Look for the `uid` in the output of `id`. In the example above, `1234` is the ID of user `localuser`, currently logged in and executing the commands.

One last thing that is needed for the example runs of the Docker container is data. For simplicity, we assume that a directory `/home/user/models` exists on the local computer executing a converter, full of modelling data.

### Run a fixed converter from within the Docker container (app-like)

This use case comes closest to having a Docker container that works like a [ModelCIF](https://mmcif.wwpdb.org/dictionaries/mmcif_ma.dic/Index/) converter app, that you can

- hand over to others

- send to a compute cluster

- turn into a [Singularity](https://sylabs.io/singularity/) image

and the conversion to ModelCIF works out of the box.

The idea is to copy a translation script from one of the [projects](projects/) into the Docker image along with all the software needed to run it. That enables you to start the script as a command with [`docker run`](https://docs.docker.com/engine/reference/run/).

The whole build of the Docker image, including installing necessary software and copying the translation script, is covered by our [Dockerfile](./Dockerfile). You just need to specify the translation script by [build time argument](https://docs.docker.com/engine/reference/commandline/build/#set-build-time-variables---build-arg) `CONVERTERSCRIPT` during [`docker build`](https://docs.docker.com/engine/reference/commandline/build/). By default, the translation script is renamed to `convert2modelcif` to be called as a command. This can be overwritten using build time argument `CONVERTERCMD`. There is also an alias `2cif` to the converter command, which is immutable.

## WHAT IS REQUIRED
Write out the Docker converter excerpt in full, word for word. The lines that come next have no connection to the Docker converter excerpt.

## SOURCE MATERIAL
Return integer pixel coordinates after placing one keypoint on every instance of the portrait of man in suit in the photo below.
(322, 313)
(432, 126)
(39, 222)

## FINISHED TASK
Look for the `uid` in the output of `id`. In the example above, `1234` is the ID of user `localuser`, currently logged in and executing the commands.

One last thing that is needed for the example runs of the Docker container is data. For simplicity, we assume that a directory `/home/user/models` exists on the local computer executing a converter, full of modelling data.

### Run a fixed converter from within the Docker container (app-like)

This use case comes closest to having a Docker container that works like a [ModelCIF](https://mmcif.wwpdb.org/dictionaries/mmcif_ma.dic/Index/) converter app, that you can

- hand over to others

- send to a compute cluster

- turn into a [Singularity](https://sylabs.io/singularity/) image

and the conversion to ModelCIF works out of the box.

The idea is to copy a translation script from one of the [projects](projects/) into the Docker image along with all the software needed to run it. That enables you to start the script as a command with [`docker run`](https://docs.docker.com/engine/reference/run/).

The whole build of the Docker image, including installing necessary software and copying the translation script, is covered by our [Dockerfile](./Dockerfile). You just need to specify the translation script by [build time argument](https://docs.docker.com/engine/reference/commandline/build/#set-build-time-variables---build-arg) `CONVERTERSCRIPT` during [`docker build`](https://docs.docker.com/engine/reference/commandline/build/). By default, the translation script is renamed to `convert2modelcif` to be called as a command. This can be overwritten using build time argument `CONVERTERCMD`. There is also an alias `2cif` to the converter command, which is immutable.